* WRITTEN PROBLEM 1
Echo the listing below exactly as it appears, every line of it.

* ARTICLE
There are still parts of the story that I'm still unsure about. The first is why I never got any feedback once revocation was complete. The second is why my initial evidence for domain ownership was apparently sufficient for Comodo CA but not for DigiCert. On this regard, the only evidence I provided to both of them was that the email address I used to contact them matched the contact information on my website. (My emails were protected with SPF, DKIM and DMARC for authenticity.) For some reason, DigiCert believed that this evidence did not met the Baseline Requirements for my request, a claim that I am currently unable to verify as I couldn't find the relevant section.
I've sent a violation report to Mozilla's dev-security-policy mailing list to notify them about the Comodo CA issue as I'm publishing this. Not sure what kind of effect it will have, but we'll see.
Update 2018-12-17: Sectigo (formally Comodo CA) has published the incident report... more than 2 months past Mozilla's soft deadline to do so. Its content appears to be deceptive to me as well, but I'll let you guys judge for yourself.
Forged WHOIS data
During the certificate revocation process described above, I realized at some point that the WHOIS record for my domain had recently changed and no longer matched my personal information. Instead, it was filled with fake data that obviously didn't match anything that could remotely be considered a real identity. The issue was that valid WHOIS data is an ICANN requirement, and I had to make the record public in the first place to acquire my .com domain name, and never used a privacy protection service as an intermediate to hide my identity to prevent the possibility that they would go rogue and take it over. This issue prevented DigiCert from validating my domain ownership at a critical moment.

* WRITTEN PROBLEM 2
Duplicate the whole post about certificate revocation and forged WHOIS data, word for word.

* RECORDED DATA
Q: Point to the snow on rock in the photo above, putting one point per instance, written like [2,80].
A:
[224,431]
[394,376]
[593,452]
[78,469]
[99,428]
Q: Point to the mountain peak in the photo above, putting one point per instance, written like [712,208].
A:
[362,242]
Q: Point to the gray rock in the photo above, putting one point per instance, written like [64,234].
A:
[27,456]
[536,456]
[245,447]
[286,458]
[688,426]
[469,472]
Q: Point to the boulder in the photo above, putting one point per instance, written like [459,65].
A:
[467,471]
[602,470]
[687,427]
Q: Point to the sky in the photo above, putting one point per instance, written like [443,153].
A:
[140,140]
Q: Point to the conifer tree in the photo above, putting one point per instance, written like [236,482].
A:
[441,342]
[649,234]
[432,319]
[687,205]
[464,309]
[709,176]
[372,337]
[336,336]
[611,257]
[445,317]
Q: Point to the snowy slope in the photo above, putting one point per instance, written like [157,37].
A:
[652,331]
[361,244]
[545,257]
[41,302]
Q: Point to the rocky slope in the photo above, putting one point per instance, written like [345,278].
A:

* WRITTEN SOLUTION 1
Q: Point to the snow on rock in the photo above, putting one point per instance, written like [2,80].
A:
[224,431]
[394,376]
[593,452]
[78,469]
[99,428]
Q: Point to the mountain peak in the photo above, putting one point per instance, written like [712,208].
A:
[362,242]
Q: Point to the gray rock in the photo above, putting one point per instance, written like [64,234].
A:
[27,456]
[536,456]
[245,447]
[286,458]
[688,426]
[469,472]
Q: Point to the boulder in the photo above, putting one point per instance, written like [459,65].
A:
[467,471]
[602,470]
[687,427]
Q: Point to the sky in the photo above, putting one point per instance, written like [443,153].
A:
[140,140]
Q: Point to the conifer tree in the photo above, putting one point per instance, written like [236,482].
A:
[441,342]
[649,234]
[432,319]
[687,205]
[464,309]
[709,176]
[372,337]
[336,336]
[611,257]
[445,317]
Q: Point to the snowy slope in the photo above, putting one point per instance, written like [157,37].
A:
[652,331]
[361,244]
[545,257]
[41,302]
Q: Point to the rocky slope in the photo above, putting one point per instance, written like [345,278].
A:

* WRITTEN SOLUTION 2
There are still parts of the story that I'm still unsure about. The first is why I never got any feedback once revocation was complete. The second is why my initial evidence for domain ownership was apparently sufficient for Comodo CA but not for DigiCert. On this regard, the only evidence I provided to both of them was that the email address I used to contact them matched the contact information on my website. (My emails were protected with SPF, DKIM and DMARC for authenticity.) For some reason, DigiCert believed that this evidence did not met the Baseline Requirements for my request, a claim that I am currently unable to verify as I couldn't find the relevant section.
I've sent a violation report to Mozilla's dev-security-policy mailing list to notify them about the Comodo CA issue as I'm publishing this. Not sure what kind of effect it will have, but we'll see.
Update 2018-12-17: Sectigo (formally Comodo CA) has published the incident report... more than 2 months past Mozilla's soft deadline to do so. Its content appears to be deceptive to me as well, but I'll let you guys judge for yourself.
Forged WHOIS data
During the certificate revocation process described above, I realized at some point that the WHOIS record for my domain had recently changed and no longer matched my personal information. Instead, it was filled with fake data that obviously didn't match anything that could remotely be considered a real identity. The issue was that valid WHOIS data is an ICANN requirement, and I had to make the record public in the first place to acquire my .com domain name, and never used a privacy protection service as an intermediate to hide my identity to prevent the possibility that they would go rogue and take it over. This issue prevented DigiCert from validating my domain ownership at a critical moment.